Activity:
Transcribe, word for word and with nothing extra, the line containing "Where can the riveted" and each line that comes after it in the entries.

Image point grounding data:
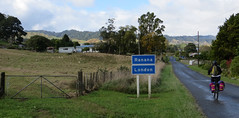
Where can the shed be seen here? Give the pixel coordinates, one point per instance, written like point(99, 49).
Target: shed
point(66, 49)
point(80, 48)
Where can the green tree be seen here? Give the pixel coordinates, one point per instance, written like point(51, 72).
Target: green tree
point(234, 68)
point(38, 43)
point(126, 40)
point(190, 48)
point(226, 45)
point(150, 33)
point(108, 35)
point(11, 29)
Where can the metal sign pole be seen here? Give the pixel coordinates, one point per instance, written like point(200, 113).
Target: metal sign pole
point(137, 86)
point(149, 86)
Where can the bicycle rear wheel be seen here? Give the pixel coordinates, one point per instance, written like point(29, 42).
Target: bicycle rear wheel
point(216, 93)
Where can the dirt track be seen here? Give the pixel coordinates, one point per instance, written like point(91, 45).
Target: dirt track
point(228, 104)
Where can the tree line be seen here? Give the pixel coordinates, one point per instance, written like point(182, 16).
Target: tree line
point(147, 38)
point(11, 29)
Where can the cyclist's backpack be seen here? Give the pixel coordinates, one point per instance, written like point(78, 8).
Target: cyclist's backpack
point(212, 86)
point(214, 70)
point(221, 85)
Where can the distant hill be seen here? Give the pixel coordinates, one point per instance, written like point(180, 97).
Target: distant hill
point(74, 34)
point(204, 40)
point(95, 36)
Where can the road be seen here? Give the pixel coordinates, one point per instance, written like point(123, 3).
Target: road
point(228, 104)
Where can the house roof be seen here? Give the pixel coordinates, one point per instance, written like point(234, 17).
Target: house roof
point(84, 46)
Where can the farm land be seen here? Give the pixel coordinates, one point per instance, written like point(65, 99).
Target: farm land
point(169, 99)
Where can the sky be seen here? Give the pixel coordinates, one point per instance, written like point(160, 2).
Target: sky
point(180, 17)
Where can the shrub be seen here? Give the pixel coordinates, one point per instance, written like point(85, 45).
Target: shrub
point(206, 66)
point(234, 68)
point(223, 64)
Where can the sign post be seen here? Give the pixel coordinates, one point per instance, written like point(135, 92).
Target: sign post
point(149, 86)
point(137, 86)
point(143, 65)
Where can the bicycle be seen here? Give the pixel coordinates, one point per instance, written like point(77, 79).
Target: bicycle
point(216, 92)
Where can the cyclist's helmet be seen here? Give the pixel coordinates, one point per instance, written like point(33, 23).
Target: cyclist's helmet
point(214, 62)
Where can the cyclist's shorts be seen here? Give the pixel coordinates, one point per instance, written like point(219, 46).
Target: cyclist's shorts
point(215, 79)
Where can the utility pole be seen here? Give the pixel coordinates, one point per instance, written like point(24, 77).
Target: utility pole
point(198, 48)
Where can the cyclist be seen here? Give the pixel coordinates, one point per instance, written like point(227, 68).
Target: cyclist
point(215, 77)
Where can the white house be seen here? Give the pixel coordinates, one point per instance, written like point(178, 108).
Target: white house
point(66, 49)
point(80, 48)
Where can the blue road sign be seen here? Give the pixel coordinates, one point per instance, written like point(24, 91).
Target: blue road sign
point(143, 59)
point(143, 69)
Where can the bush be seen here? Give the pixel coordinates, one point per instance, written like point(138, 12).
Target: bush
point(224, 67)
point(234, 68)
point(206, 66)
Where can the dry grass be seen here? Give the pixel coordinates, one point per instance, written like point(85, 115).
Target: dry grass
point(27, 62)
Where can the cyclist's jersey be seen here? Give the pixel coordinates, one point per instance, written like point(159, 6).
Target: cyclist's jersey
point(215, 75)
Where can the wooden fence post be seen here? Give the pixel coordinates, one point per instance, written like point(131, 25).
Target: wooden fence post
point(111, 76)
point(2, 88)
point(81, 84)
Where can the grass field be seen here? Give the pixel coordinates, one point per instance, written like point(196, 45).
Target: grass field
point(34, 63)
point(171, 101)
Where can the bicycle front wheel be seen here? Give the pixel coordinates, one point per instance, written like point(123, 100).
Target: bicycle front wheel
point(216, 94)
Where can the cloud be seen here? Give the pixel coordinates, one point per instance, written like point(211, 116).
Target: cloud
point(82, 3)
point(181, 17)
point(189, 16)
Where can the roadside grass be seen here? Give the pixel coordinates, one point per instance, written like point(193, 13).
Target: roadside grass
point(34, 63)
point(171, 101)
point(223, 78)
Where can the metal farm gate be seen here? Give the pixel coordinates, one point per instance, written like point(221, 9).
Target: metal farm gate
point(45, 86)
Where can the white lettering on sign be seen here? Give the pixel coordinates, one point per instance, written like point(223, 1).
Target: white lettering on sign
point(143, 70)
point(143, 60)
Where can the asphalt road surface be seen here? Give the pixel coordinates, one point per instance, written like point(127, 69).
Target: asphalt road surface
point(227, 105)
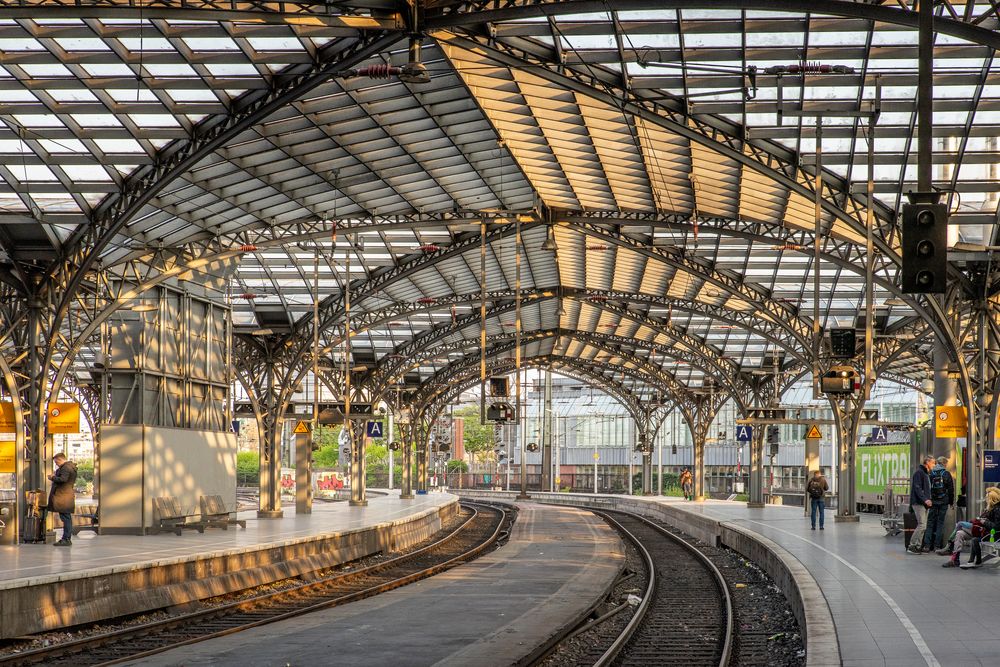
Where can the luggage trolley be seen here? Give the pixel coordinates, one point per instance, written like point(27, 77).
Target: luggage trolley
point(897, 501)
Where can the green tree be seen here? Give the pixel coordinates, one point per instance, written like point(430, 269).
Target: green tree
point(247, 468)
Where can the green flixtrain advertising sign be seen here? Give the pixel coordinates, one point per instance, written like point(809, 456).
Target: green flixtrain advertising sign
point(875, 465)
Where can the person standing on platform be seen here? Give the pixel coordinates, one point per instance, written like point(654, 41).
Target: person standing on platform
point(62, 497)
point(920, 502)
point(817, 488)
point(942, 497)
point(686, 485)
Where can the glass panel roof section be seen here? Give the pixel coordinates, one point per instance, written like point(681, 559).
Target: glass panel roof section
point(85, 103)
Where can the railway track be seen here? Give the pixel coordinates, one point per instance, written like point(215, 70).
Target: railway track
point(487, 525)
point(684, 615)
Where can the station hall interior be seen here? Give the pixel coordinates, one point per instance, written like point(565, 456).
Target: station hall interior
point(376, 268)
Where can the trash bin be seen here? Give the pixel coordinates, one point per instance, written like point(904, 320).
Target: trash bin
point(8, 513)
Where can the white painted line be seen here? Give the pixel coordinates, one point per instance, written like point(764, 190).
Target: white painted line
point(904, 620)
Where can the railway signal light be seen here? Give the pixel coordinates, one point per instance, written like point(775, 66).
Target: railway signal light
point(840, 380)
point(773, 438)
point(925, 248)
point(843, 343)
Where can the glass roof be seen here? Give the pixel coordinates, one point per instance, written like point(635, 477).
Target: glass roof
point(677, 193)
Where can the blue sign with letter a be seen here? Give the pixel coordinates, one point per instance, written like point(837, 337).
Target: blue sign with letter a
point(991, 466)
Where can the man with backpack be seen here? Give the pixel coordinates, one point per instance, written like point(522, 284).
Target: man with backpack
point(920, 502)
point(942, 497)
point(817, 488)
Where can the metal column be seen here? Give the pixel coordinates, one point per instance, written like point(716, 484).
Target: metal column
point(420, 440)
point(946, 394)
point(358, 495)
point(756, 495)
point(408, 432)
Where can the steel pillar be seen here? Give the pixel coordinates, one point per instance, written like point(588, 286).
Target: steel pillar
point(846, 414)
point(698, 470)
point(270, 422)
point(946, 394)
point(303, 472)
point(547, 435)
point(647, 473)
point(408, 432)
point(756, 496)
point(421, 443)
point(358, 496)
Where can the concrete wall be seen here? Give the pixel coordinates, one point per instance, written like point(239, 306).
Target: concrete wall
point(803, 593)
point(139, 463)
point(54, 602)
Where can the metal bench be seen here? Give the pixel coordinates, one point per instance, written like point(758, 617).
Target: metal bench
point(167, 513)
point(214, 514)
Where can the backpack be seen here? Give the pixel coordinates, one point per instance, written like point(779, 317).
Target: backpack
point(939, 494)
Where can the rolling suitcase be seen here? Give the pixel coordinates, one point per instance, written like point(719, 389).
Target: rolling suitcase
point(32, 531)
point(909, 525)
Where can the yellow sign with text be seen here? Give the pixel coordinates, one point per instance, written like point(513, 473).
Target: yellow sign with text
point(7, 417)
point(7, 453)
point(950, 422)
point(64, 418)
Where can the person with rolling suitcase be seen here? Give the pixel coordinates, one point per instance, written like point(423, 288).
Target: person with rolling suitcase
point(31, 530)
point(62, 497)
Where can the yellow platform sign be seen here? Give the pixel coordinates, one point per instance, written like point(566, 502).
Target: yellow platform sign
point(950, 421)
point(7, 454)
point(7, 417)
point(64, 418)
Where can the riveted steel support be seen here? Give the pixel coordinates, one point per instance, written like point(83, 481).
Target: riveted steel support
point(846, 417)
point(409, 433)
point(756, 496)
point(270, 423)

Written answer:
Where can the riveted steel support be seen here? Give the pixel coordinates, one point per instance, written like point(83, 481).
Target: riveted steel support
point(846, 417)
point(409, 433)
point(756, 496)
point(270, 423)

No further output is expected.